--- start of TASK INPUT ---

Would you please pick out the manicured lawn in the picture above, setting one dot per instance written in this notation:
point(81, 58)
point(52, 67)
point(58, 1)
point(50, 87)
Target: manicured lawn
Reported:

--- end of TASK INPUT ---

INSTRUCTIONS TO FOLLOW ▸ Repeat the entries, substituting "trimmed lawn" for every occurrence of "manicured lawn" and leaving everything else unchanged.

RESPONSE ▸
Would you please pick out the trimmed lawn in the picture above, setting one dot per instance written in this notation:
point(81, 58)
point(52, 67)
point(58, 1)
point(50, 87)
Target: trimmed lawn
Reported:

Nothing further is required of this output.